START Reading passage
Kate Stewart (10:57.835)
Well, so Software Bill of Materials is a way of exposing the metadata about the software you’re using in a transparent fashion. And so it’s basically putting in together the key elements of what are your components and how are they linked together? What’s the relationships between them? And understanding these relationships and how these components interact is what gives you the ability to decide if something is potentially at risk or not. Is it vulnerable or is it not vulnerable? What are the transitive dependencies? What’s happening? Realistically, there was a lot of simplifications that were made at that point in time in the initial S-BOM work. They’re starting to come back to bite us now. Just saying, one of which was the only thing was includes as a dependency. Well, realistically,

Kate Stewart (11:53.067)
You need to know something statically linked is something dynamically linked. How are these, how are these things interacting? and we’ve got, you know, things emerging right now in the whole AI front of, know, what training data we’re using, you know, what model on your models and how is this all assembled? And so these are things that we’d actually dealt with in SPDX a long time ago, but the SBOM community wasn’t ready to talk about it at that time. They’re starting to move in this direction now, but you’ll find, like I say, I’m having a lot of fun right now reading some academic papers, because I’ll be talking about some of these topics at the end of the month up in Ottawa at the MSR. So I’ll be doing a keynote there about some of this stuff. And I was looking at all these academic papers to see, OK, what do they think an S-BOM is, just so that I figure out where I have to talk to them about this stuff.

Kate Stewart (12:52.263)
One of the things that they’re seeing is that there’s a lot of the interpretations and the subtleties around the S-BOM is this data of components and the relationship between these components is very much like an elephant. It depends on which part of the elephant you’re coming in at it from and what you’re feeling with with your little line hands as to what you perceive it as.

Kate Stewart (13:18.999)
And we went through the, I guess it was in the CISA working group. I was a fly on the wall on the first one and opened my mouth, which is why I was on the second NTIA call. And that’s why I basically took over co-leading the formats and tooling working group under NTIA. And I was an active participant in the framing discussions. So I’ve been pretty much involved with it all the way through. then I was working when we first had the the SBOM Everywhere. So we had the SBOM Working thing in Washington. I was there. And that was sort of the start of figuring out, okay, well, we want to have the SBOM Everywhere sync to start focusing issues. And so when there was a hiatus between NTIA and CISA, that SBOM Everywhere group was keeping the discussion going in a reasonably collective way. And we’re sort of starting to head into that again with the NTIA SBOM Everywhere, pulling voices together, and understanding how this technology is evolving and where the strengths and weaknesses are and where the gaps are, filling the gaps. So I’ve been involved with the OpenSSSF, OpenSSF, SBOM Everywhere SIG under the tooling group, basically with Josh Breshers since it started, trying to make sure that we had the different voices coming in and we had the different perspectives available so that we could start to get a good lie of the land. And we started work on clarifying what is actually happening with the types of SBOMs? Because the type of data you have available for source SBOMs is what historically the legal focus focused on for license compliance, but still useful for the safety people. But then you have the build SBOMs where you say, OK, these are the pieces I’m putting together. And the question is, you capturing, these are all the source files that went into my build image, or are you just capturing these are the components that go into my build image?
END Reading passage
START Dataset content
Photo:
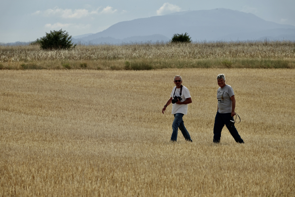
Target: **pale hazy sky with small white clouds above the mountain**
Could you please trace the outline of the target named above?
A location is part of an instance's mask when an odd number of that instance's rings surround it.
END Dataset content
#### Exercise A:
Reproduce, word for word, a portion of the transcript on Software Bill of Materials: begin at the words "Well, so Software" and stop after the words "Kate Stewart (11:53.067)".
#### Exercise B:
According to the transcript on Software Bill of Materials, where will the speaker deliver a keynote at the end of the month?
#### Exercise C:
In the transcript on Software Bill of Materials, list every sentence that ends with a question mark in the passage marked 10:57.835.

#### Task answer A:
Well, so Software Bill of Materials is a way of exposing the metadata about the software you’re using in a transparent fashion. And so it’s basically putting in together the key elements of what are your components and how are they linked together? What’s the relationships between them? And understanding these relationships and how these components interact is what gives you the ability to decide if something is potentially at risk or not. Is it vulnerable or is it not vulnerable? What are the transitive dependencies? What’s happening? Realistically, there was a lot of simplifications that were made at that point in time in the initial S-BOM work. They’re starting to come back to bite us now. Just saying, one of which was the only thing was includes as a dependency. Well, realistically,

Kate Stewart (11:53.067)

#### Task answer B:
At the MSR in Ottawa.

#### Task answer C:
- And so it’s basically putting in together the key elements of what are your components and how are they linked together?
- What’s the relationships between them?
- Is it vulnerable or is it not vulnerable?
- What are the transitive dependencies?
- What’s happening?